Please turn the entries between the lines holding "Pick-planner input: for every instance of the neck" and "point(151, 135)", inclusive, into a numbered list, leaving out any blank lines.

* Begin Provided material *

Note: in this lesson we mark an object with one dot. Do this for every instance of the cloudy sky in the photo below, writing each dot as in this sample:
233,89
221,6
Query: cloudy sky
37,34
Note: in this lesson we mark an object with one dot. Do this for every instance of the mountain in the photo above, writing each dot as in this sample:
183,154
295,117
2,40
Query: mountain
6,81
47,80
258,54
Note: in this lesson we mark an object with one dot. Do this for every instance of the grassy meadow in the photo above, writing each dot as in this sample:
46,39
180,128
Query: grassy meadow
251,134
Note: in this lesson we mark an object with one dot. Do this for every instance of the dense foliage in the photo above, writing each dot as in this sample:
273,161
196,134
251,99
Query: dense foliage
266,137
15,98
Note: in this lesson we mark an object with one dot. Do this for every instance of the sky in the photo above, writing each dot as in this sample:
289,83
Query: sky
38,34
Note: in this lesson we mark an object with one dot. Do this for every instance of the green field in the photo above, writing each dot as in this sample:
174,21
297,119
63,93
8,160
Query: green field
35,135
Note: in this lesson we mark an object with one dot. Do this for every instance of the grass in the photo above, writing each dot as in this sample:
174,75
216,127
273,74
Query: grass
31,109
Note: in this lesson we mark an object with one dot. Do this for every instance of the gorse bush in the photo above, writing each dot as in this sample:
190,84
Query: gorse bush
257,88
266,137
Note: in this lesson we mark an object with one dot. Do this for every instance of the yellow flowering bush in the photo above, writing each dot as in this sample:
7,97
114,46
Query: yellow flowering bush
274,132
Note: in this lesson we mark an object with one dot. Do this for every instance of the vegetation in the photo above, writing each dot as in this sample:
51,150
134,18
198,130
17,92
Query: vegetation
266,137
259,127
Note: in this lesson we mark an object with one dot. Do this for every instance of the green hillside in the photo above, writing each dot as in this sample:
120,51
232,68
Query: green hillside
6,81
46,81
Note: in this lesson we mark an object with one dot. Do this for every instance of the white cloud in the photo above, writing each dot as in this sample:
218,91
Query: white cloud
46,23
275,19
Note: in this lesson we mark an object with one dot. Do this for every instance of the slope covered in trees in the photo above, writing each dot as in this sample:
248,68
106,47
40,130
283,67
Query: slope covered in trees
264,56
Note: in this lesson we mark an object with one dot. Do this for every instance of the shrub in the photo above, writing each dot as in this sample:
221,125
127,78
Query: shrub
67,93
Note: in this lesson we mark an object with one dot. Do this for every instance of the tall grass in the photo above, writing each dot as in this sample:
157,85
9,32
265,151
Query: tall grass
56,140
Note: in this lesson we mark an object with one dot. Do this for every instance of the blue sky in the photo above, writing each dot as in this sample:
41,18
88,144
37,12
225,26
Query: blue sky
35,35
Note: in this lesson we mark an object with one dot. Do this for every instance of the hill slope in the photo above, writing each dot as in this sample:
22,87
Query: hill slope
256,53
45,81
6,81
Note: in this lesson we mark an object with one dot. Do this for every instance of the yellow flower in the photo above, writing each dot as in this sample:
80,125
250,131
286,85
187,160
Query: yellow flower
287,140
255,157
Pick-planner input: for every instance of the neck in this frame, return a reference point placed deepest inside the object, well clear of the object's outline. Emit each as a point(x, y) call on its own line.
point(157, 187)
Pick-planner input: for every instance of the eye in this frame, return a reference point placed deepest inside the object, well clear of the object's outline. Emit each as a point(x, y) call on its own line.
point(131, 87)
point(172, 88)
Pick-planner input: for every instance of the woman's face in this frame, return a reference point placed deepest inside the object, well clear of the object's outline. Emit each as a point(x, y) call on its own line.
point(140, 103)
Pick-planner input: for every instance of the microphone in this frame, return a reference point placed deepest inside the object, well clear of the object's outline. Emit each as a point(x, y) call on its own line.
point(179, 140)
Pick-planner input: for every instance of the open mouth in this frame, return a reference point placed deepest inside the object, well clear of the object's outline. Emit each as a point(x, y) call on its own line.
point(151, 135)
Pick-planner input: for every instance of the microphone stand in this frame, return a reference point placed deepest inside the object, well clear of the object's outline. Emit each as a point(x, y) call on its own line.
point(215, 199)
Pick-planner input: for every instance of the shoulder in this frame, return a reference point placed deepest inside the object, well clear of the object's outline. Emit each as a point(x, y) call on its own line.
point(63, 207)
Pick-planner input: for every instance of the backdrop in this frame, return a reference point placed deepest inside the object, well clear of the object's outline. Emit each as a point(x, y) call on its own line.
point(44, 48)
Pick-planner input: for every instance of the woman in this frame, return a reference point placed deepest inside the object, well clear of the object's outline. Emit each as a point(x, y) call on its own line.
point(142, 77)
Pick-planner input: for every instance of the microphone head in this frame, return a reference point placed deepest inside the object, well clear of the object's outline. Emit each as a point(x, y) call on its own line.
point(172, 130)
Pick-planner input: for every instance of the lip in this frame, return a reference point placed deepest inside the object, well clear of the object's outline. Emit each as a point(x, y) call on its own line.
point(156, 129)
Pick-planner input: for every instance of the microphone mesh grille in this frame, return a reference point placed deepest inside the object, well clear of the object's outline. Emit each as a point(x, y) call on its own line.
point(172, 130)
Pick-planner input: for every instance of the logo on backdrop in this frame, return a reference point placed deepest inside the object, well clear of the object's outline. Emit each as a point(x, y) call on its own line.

* End Provided material *

▶ _Answer below_
1. Pick-planner input: for every instance of the neck in this frame, return a reference point placed deepest inside the object, well clear of the object's outline. Emit each as a point(x, y) call on its own line.
2. point(157, 187)
3. Pick-planner input: for every instance of the eye in this frame, return a reference point placed deepest inside the object, well clear of the object's outline. Emit each as a point(x, y) call on its own line.
4. point(131, 87)
5. point(172, 88)
6. Pick-planner input: for every instance of the woman's face in this frame, return a reference point placed deepest inside the object, well clear of the object's outline. Emit each as a point(x, y) call on its own line.
7. point(140, 103)
8. Pick-planner input: for every instance of the microphone in this frame, return a reference point placed deepest inside the object, well clear of the object's outline. Emit each as a point(x, y) call on its own line.
9. point(179, 140)
10. Pick-planner input: for every instance of the open mouth in this frame, return a reference point placed deepest inside the object, well clear of the object's outline. Emit each as a point(x, y) call on its own line.
11. point(151, 135)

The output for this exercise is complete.